* _PASSAGE_

——————

The Fabulous Baker Boys

Director

Steve Kloves

Starring

  • Michelle Pfeiffer as Susie Diamond
  • Jeff Bridges as Jack Baker
  • Beau Bridges as Frank Baker

An enchanting comedy-drama of music, family and dreams, The Fabulous Baker Boys provides laughs and pathos with a fine trio of central performances by Jeff and Beau Bridges, and especially the lovely Michelle Pfeiffer.

Jack and Frank Baker are the eponymous, travelling musical duo; piano playing brothers who perform regularly and are opposites in almost every way. While older brother Frank is the responsible sibling who is always organised, Jack is a sometimes sullen man who has grown tired of their long running act despite being the more talented one. With business slipping and them having to perform in less than glamorous lounges as a second-rate act, both are feeling the strain of what their careers have become. Frank enjoys his music and does it to support his family, while Jacks feels the emptiness of it all. They have the idea to audition a female singer, to breathe some life into their act and hopefully drum up some business. The first few ladies they get are all pretty bad and it looks like the guys will just have to continue their act just the way it is. That is until former escort Susie Diamond walks in to audition, even though she’s an hour age a half late. Gorgeous, witty and with a take no bull honesty, she wins Jack and Frank over when she starts to sing. Now feeling a bit more rejuvenated, the group begins experiencing success with Susie as the star attraction. But with the success comes doubt and frustration, as Frank becomes concerned that Jack is romantically pursuing Susie. He worries that this will jeopardize all of them if everything gets too personal, and sure enough it does. This throws a spanner in the works and as both of them having to deal with dormant feelings of being failures and still trying to go on. While on the road touring, the dynamics of the brothers change as both, along with Susie, have to contend with disillusionment and the wanting for something more in their lives.

——————

* _DATA BLOCK_
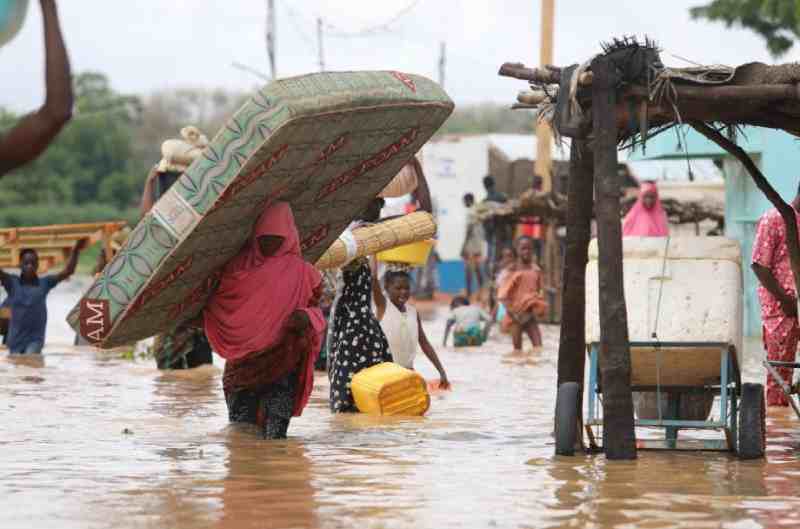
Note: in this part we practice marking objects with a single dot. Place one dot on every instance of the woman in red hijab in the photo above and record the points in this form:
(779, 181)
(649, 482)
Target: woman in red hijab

——————

* _SHORT TASK_
Copy the review of The Fabulous Baker Boys between "An enchanting comedy-drama" and "lovely Michelle Pfeiffer.", inclusive, replacing "enchanting" with "charming". The data has no connection to the review of The Fabulous Baker Boys.

* _CORRECT RESPONSE_
An charming comedy-drama of music, family and dreams, The Fabulous Baker Boys provides laughs and pathos with a fine trio of central performances by Jeff and Beau Bridges, and especially the lovely Michelle Pfeiffer.